[Excerpts from location labeling data]
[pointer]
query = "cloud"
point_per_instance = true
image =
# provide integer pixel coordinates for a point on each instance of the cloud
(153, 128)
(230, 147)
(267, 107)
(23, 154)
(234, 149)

▸ **WORK REQUIRED**:
Reproduce every line of the listing above, requests included, and scale each answer coordinate by 0.6, rounding to the nearest whole number with halves rounded up.

▸ **EXERCISE RESPONSE**:
[pointer]
query = "cloud"
point_per_instance = true
image =
# provide integer pixel coordinates for a point on each instance of the cloud
(92, 77)
(138, 88)
(160, 64)
(14, 92)
(140, 89)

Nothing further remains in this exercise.